> [Extract provided]:
--
Thread on "In Search of the Origins of Financial Fluctuations" by @xgabaix and @rkoijen. One of the most exciting agendas in asset pricing. See video (). They estimate $1b investment in market -> $10b increase in price. How? 1/
First, let’s contrast two views of market formation. On left is econ supply and demand. On right is Asset Pricing—mkt clearing price is less about quantities; more about equating intertemporal marginal rate of substitution to form a discount rate.
This consumption based paradigm ran into issues immediately. Shiller 1982 for instance finds to reconcile stable consumption + volatile prices you need high sigma S (ie, high discount rates). Prescott-Mehra, Hansen-Jagannathan develop this point further

https://www.nber.org/papers/w0838.pdf
You can see the core problem in Lucas 1987 ( http://pages.stern.nyu.edu/~dbackus/Taxes/Lucas%20priorities%20AER%2003.pdf). For representative agent, consumption doesn't change much even in recession. So, at plausible discount rates, recessions shouldn't be that bad -> no reason why asset prices should be, either
Next 20 years were ways of adding epicycles to get around the fact that stocks are volatile and consumption isn't. My personal favorite—"personal disasters" ie people lose their jobs in recessions. Starts with Mankiw, continues through Schmidt, @sc_cath

https://twitter.com/arpitrage/status/1048156032030167051
Then there is disaster risk, maybe slightly more relevant these days. Idea is you have a "peso problem"—tail risk of extreme shock that's rarely observed in macro series but is behind action. Or habit: missing even a few of my regular cappuccinos makes me unhappy (true story)
Or long run risk—even small changes to consumption forecast large changes in future cashflows, which people are averse to given preferences for early resolution of uncertainty
Or you can flip it around—why isn't consumption volatile, given asset prices are? Maybe mismeasured? So try asset pricing with garbage ( @azsavov) and without garbage (so all of asset pricing?). Smoothing of consumption series may play a factor, so use proxies or unsmooth.
--
> [Recorded data]:
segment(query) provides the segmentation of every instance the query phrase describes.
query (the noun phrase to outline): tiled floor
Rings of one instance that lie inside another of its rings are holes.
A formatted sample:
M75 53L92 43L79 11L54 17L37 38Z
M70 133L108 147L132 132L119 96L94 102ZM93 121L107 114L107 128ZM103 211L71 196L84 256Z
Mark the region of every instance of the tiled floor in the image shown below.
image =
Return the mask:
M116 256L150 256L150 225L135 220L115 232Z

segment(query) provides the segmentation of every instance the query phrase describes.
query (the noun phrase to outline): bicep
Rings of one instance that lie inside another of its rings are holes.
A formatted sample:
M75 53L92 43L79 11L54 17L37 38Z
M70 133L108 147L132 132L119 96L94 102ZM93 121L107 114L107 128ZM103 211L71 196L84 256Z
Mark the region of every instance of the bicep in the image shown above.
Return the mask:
--
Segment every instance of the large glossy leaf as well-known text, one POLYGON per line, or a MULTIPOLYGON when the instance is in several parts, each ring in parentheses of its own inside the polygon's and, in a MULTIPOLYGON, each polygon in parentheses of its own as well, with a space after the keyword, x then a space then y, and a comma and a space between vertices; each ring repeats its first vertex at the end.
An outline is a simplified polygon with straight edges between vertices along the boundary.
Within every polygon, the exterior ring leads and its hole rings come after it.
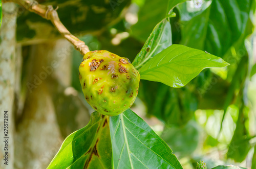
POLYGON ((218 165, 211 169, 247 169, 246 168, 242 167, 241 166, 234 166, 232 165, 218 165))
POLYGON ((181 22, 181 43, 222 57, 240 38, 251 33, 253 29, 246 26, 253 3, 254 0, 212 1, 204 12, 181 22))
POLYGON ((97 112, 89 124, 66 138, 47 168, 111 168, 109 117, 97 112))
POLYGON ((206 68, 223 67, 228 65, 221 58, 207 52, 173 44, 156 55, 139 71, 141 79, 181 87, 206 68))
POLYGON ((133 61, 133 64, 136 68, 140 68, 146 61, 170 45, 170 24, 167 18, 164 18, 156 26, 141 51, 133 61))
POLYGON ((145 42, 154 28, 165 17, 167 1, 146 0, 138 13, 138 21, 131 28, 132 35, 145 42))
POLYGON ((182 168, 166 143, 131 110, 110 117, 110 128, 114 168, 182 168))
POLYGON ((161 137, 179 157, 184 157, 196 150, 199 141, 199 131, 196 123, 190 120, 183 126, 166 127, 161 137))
--
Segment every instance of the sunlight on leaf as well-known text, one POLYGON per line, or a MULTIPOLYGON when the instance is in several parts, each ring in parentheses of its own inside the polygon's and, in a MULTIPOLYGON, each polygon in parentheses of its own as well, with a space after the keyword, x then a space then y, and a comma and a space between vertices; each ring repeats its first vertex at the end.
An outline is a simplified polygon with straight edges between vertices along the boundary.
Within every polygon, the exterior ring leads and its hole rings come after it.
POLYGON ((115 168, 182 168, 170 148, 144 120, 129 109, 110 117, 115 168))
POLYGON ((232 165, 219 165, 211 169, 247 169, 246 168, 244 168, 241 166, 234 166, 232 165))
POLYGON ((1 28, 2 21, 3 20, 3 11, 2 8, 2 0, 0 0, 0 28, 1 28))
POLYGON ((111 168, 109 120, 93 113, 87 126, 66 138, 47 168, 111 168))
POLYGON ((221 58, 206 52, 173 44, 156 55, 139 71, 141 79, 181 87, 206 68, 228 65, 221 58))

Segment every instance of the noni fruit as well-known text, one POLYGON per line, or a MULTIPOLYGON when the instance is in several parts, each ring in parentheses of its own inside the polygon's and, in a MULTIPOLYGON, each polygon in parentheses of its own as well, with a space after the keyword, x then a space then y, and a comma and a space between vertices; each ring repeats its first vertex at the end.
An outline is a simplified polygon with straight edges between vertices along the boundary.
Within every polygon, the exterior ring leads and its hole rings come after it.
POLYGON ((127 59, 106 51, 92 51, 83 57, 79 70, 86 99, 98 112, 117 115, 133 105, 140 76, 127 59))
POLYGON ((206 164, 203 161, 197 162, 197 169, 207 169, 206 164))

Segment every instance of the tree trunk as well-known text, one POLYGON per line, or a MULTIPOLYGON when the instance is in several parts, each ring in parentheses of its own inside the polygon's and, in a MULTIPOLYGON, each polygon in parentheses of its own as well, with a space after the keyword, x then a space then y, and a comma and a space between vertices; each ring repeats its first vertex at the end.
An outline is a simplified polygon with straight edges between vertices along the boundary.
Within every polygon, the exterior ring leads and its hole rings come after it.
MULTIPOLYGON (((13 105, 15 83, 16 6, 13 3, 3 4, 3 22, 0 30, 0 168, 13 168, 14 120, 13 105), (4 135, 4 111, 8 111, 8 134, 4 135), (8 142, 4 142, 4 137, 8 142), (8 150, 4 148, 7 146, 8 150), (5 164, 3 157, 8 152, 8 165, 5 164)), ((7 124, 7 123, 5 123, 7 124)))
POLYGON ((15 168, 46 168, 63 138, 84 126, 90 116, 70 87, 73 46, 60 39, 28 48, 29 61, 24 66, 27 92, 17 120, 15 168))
--
> [Task instructions]:
a) Update the asset pricing thread between "Or long run" and "proxies or unsmooth.", inclusive, so that "long run risk" becomes "long-horizon risk".
b) In the asset pricing thread, what does Shiller 1982 find is needed to reconcile stable consumption with volatile prices?
c) Proceed with the asset pricing thread from its last sentence.
The lines have no connection to the asset pricing thread.

> [Results in order]:
a)
Or long-horizon risk—even small changes to consumption forecast large changes in future cashflows, which people are averse to given preferences for early resolution of uncertainty
Or you can flip it around—why isn't consumption volatile, given asset prices are? Maybe mismeasured? So try asset pricing with garbage ( @azsavov) and without garbage (so all of asset pricing?). Smoothing of consumption series may play a factor, so use proxies or unsmooth.

b) A high sigma S, that is, high discount rates.

c)
Generic problems with many of these approaches, as Campbell highlighted, is they rely on "dark matter." Hidden state variables, hard to observe, that are driving everything. Campbell fails to match disaster model, for instance, with Doomesday Clock
https://scholar.harvard.edu/files/campbell/files/princetonfinancelectures1106081_0.pdf
The other thing missing in all of these approaches is asset *quantities,* which is usually important in IO in trying to pin things down in addition to prices.

One early attempt was Hortacu and Syverson, but IO in financial markets didn't go anywhere for a while
AND THEN Ralph and Moto Yogo figure out you can use 13f (and other) data to figure out asset quantities. Fits in nicely within demand estimation system, suggests intermediary asset demand "matters" for prices. Expand with @rrichmond
https://papers.ssrn.com/sol3/papers.cfm?abstract_id=2537559
https://papers.ssrn.com/sol3/papers.cfm?abstract_id=3378340
Okay, so finance not just a "veil" and specific intermediaries might be impacting price. How to identify?

Ralph + Xavier first write this paper on "Granular IV" which uses idiosyncratic shocks from large players for identifying variation

https://papers.ssrn.com/sol3/papers.cfm?abstract_id=3368612
Finally getting to this paper! They:
- take idiosyncratic shocks to intermediaries as instrument for flows
- exogenous flow variation estimates "macro elasticity"—how much market moves in response to given flow
- Find it's super large: $1 (or 1%) move in flow ->5-12$/% impact
Remarkably, no one has quite done this before. There is a large literature on micro rebalancing—ie substitution between stocks, that suggests fairly sizable estimates. But this "macro" elasticity is more about substitution between stocks and, say, bonds
There are a few things you'd want to check out if this is true. For instance—how does flow volatility move together with asset prices? Pretty well! Suggests first order reason for asset price volatility is cyclical flows out of markets in bad times paired with inelastic demand
Basically in recessions, households are getting out of market (caveat: category also includes hedge funds). Limited set of arbitrageurs on other side; most mutual funds for instance are at constraint all the time -> price drops a lot before pensions, foreigners can make up slack
This evidence is also consistent with what happens under large-scale stock purchases, and even suggests a possible policy! Given relatively small flows tank markets, relatively small central bank purchases could keep markets stable
It's a sweeping change in how to think about markets—not efficient and elastic, but inelastic and institutional demand driven.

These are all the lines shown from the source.